### Data provided
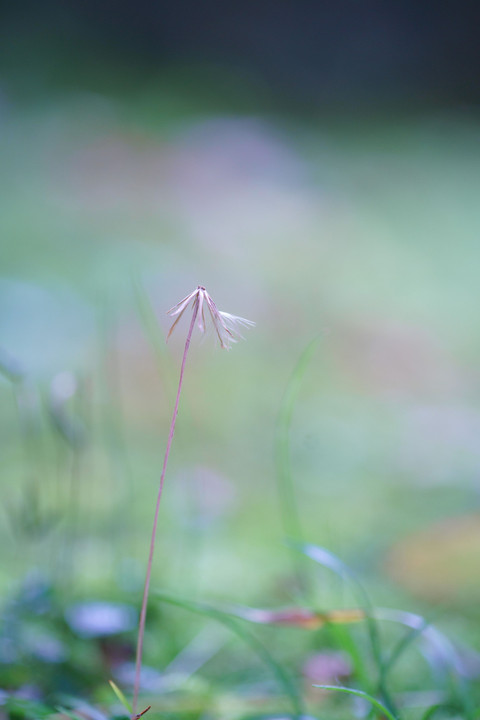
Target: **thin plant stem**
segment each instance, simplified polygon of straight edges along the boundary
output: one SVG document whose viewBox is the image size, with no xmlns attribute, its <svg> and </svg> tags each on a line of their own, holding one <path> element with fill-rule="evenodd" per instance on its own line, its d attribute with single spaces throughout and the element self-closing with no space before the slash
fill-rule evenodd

--

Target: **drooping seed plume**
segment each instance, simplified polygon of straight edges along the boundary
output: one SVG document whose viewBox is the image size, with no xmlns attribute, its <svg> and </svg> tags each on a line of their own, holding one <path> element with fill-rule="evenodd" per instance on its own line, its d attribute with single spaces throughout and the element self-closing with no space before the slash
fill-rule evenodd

### What is needed
From the data above, copy each line that has the string "Target".

### Solution
Target: **thin plant stem**
Target: **drooping seed plume**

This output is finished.